## Teks Sumber:
Marketing nama terkesan sederhana namun mampu menembus pasar anak muda yang akhirnya menjadi pondasi awal berkembangnya bisnis tersebut.
Selain nama, Pecel Ayam Goyang Lidah juga melakukan inovasi pada aspek rasa. Tidak hanya ayam goreng dengan sambal pecel yang khas, mereka juga memadukannya dengan beberapa varian sambal kekinian, seperti sambal matah dan sambal terasi.
Perpaduan ini membuat pelanggan merasa mempunyai banyak pilihan sesuai selera mengingat inovasi rasa sangatlah penting, sebab Gen-Z cenderung cepat bosan dan suka eksplorasi kuliner baru.Selain itu mereka juga membangun branding dengan memperhatikan kemasan, alih-alih
menggunakan kemasan bungkus seadanya, mereka memilih menggunakan pembungkus yang berbahan dasar kertas ramah lingkungan, didesain seperti kotak yang bisa dibuka dan ditutup sesuai selera.
Selain itu mereka menambahkan cup khusus untuk sambal dan juga membalut
nasi putih dengan bentuk bulat agar semuanya tidak tercecer satu sama lain dan juga menambah kesan higenis. Strategi ini sederhana namun cukup efektif untuk mendorong nafsu makan pelanggan, tentunya dengan harga yang ramah di kantong mahasiswa. Inilah yang membuat
warung Pecel Ayam Goyang Lidah menjadi primadona anak kos.

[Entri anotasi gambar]
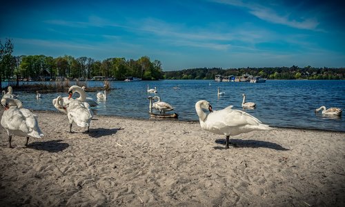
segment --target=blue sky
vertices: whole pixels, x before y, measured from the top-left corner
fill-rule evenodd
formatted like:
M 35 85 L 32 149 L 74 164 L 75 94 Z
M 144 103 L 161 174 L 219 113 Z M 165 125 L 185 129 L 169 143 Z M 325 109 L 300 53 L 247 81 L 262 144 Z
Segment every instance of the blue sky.
M 148 56 L 165 71 L 345 67 L 341 1 L 26 1 L 1 3 L 14 55 Z

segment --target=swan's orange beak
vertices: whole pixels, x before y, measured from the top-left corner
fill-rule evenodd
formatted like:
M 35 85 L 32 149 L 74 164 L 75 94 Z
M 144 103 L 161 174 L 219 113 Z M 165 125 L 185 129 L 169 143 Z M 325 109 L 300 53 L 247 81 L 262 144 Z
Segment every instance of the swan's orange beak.
M 210 112 L 213 112 L 213 110 L 212 110 L 212 106 L 208 105 L 208 110 L 209 110 Z
M 4 106 L 5 107 L 5 110 L 8 110 L 10 107 L 8 106 L 8 104 L 6 103 L 6 105 Z
M 68 92 L 68 100 L 72 97 L 72 92 Z

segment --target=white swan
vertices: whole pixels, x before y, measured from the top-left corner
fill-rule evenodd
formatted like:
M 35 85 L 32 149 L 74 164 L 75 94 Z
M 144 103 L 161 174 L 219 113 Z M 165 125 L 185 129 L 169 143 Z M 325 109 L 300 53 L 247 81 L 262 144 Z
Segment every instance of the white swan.
M 225 93 L 224 92 L 220 92 L 219 91 L 219 87 L 218 87 L 218 96 L 224 96 L 224 94 Z
M 342 115 L 342 112 L 343 111 L 342 109 L 336 107 L 332 107 L 328 109 L 326 109 L 326 107 L 324 106 L 322 106 L 320 108 L 315 109 L 315 112 L 318 112 L 320 110 L 322 110 L 322 113 L 323 115 L 335 116 Z
M 148 92 L 157 93 L 157 88 L 156 88 L 156 86 L 155 86 L 155 89 L 153 89 L 153 88 L 150 89 L 150 87 L 148 85 Z
M 67 99 L 68 100 L 68 97 L 65 98 L 67 98 Z M 72 100 L 69 100 L 69 102 L 72 101 Z M 63 102 L 63 99 L 61 98 L 61 96 L 58 96 L 57 98 L 52 100 L 52 104 L 54 105 L 55 108 L 61 112 L 67 115 L 67 107 L 68 106 L 68 104 L 65 104 L 65 103 Z
M 68 89 L 68 99 L 70 99 L 75 92 L 78 92 L 80 95 L 79 98 L 81 99 L 75 99 L 70 101 L 66 107 L 67 117 L 70 121 L 70 132 L 72 133 L 72 124 L 73 122 L 80 127 L 87 126 L 88 132 L 90 131 L 90 122 L 93 117 L 93 112 L 90 108 L 90 105 L 84 102 L 85 91 L 79 86 L 72 86 Z M 59 104 L 60 103 L 58 99 L 56 104 Z
M 157 100 L 156 102 L 153 102 L 152 107 L 155 109 L 159 110 L 159 113 L 165 114 L 166 111 L 170 111 L 175 109 L 174 107 L 171 106 L 169 103 L 161 101 L 161 98 L 158 96 L 155 96 L 152 98 L 152 100 Z
M 226 148 L 229 148 L 229 137 L 253 130 L 272 129 L 263 124 L 253 116 L 239 110 L 232 109 L 233 106 L 224 109 L 213 111 L 207 101 L 201 100 L 195 103 L 195 110 L 200 121 L 201 128 L 226 137 Z M 210 111 L 206 113 L 204 110 Z
M 107 93 L 106 90 L 104 90 L 104 92 L 99 92 L 97 95 L 97 99 L 106 100 L 107 99 Z
M 174 88 L 175 90 L 179 90 L 179 84 L 177 85 L 177 86 L 172 87 L 172 88 Z
M 85 89 L 86 89 L 86 87 L 83 86 L 83 87 L 81 87 L 81 88 L 85 91 Z M 91 107 L 94 107 L 94 106 L 96 106 L 98 105 L 98 103 L 92 99 L 92 98 L 91 98 L 91 97 L 86 97 L 85 99 L 85 102 L 88 103 L 90 105 L 90 106 L 91 106 Z
M 52 99 L 52 105 L 59 111 L 67 115 L 67 110 L 66 110 L 66 108 L 68 106 L 70 102 L 75 99 L 72 98 L 68 99 L 68 97 L 61 97 L 61 96 L 59 97 L 60 99 L 59 101 L 58 101 L 59 97 Z M 61 107 L 65 108 L 65 110 L 61 110 Z
M 39 127 L 37 116 L 28 109 L 22 108 L 19 100 L 6 97 L 1 99 L 1 104 L 5 107 L 5 111 L 1 124 L 7 131 L 10 148 L 12 148 L 13 135 L 26 137 L 25 146 L 28 146 L 29 137 L 41 138 L 43 136 Z
M 41 94 L 38 91 L 36 91 L 36 99 L 41 99 Z
M 257 104 L 255 103 L 246 102 L 246 95 L 245 94 L 242 94 L 242 97 L 243 97 L 243 101 L 242 101 L 242 107 L 243 108 L 255 108 L 255 106 L 257 106 Z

## Petunjuk Tugas:
Jawablah pertanyaan berikut berdasarkan teks tentang Pecel Ayam Goyang Lidah.
(a) Varian sambal kekinian apa saja yang dipadukan dengan ayam goreng?
(b) Dari bahan apa pembungkus yang mereka pilih?
(c) Apa yang ditambahkan khusus untuk sambal?

## Hasil Tugas:
(a) Sambal matah dan sambal terasi.
(b) Kertas ramah lingkungan.
(c) Cup khusus.